_Work request_: What is the number of lines in the entries below that include the word "desk"? Provide the number only.

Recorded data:
==========

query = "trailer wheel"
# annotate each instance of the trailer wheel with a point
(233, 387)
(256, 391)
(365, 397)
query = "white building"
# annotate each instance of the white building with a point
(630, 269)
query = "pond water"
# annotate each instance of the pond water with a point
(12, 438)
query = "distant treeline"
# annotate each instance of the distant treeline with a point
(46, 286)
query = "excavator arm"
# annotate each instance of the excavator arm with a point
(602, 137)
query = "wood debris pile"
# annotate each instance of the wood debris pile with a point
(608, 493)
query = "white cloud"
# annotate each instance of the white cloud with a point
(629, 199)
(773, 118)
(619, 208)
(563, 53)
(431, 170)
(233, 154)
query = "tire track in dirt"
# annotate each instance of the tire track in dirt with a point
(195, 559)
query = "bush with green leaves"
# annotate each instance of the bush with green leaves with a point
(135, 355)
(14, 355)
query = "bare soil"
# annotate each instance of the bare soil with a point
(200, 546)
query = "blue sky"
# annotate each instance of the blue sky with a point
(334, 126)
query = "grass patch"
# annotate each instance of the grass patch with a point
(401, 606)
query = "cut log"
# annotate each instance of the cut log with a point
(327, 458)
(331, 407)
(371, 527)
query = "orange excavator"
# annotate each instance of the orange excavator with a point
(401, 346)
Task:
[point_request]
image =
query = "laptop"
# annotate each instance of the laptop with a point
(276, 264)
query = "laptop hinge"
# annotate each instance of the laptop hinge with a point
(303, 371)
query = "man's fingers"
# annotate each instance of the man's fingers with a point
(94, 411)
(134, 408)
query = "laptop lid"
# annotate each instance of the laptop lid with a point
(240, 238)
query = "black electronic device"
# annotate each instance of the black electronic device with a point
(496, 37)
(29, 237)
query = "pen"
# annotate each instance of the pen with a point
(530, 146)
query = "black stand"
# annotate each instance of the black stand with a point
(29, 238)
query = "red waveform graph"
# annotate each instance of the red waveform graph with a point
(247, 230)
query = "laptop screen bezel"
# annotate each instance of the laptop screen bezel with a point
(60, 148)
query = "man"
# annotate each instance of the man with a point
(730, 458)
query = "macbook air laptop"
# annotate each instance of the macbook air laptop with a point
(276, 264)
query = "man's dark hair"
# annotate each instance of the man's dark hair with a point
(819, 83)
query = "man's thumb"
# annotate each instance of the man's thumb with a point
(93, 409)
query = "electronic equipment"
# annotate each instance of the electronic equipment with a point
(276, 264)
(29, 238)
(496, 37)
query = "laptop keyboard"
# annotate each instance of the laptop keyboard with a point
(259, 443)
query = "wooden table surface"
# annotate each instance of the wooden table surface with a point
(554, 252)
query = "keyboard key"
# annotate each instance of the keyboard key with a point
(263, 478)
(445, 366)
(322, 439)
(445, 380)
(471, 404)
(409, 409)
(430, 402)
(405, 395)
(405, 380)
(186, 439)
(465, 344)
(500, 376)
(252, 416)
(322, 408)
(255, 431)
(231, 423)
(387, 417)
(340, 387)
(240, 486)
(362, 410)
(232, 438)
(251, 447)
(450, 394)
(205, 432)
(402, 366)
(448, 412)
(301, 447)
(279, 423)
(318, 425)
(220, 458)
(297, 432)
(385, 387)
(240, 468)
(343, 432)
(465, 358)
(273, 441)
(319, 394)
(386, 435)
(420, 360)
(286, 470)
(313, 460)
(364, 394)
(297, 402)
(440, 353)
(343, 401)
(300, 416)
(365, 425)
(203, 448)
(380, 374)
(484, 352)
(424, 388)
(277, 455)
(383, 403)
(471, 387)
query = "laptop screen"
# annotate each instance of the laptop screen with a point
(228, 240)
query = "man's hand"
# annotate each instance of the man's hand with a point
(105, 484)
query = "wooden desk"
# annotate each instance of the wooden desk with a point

==========

_Task answer_: 2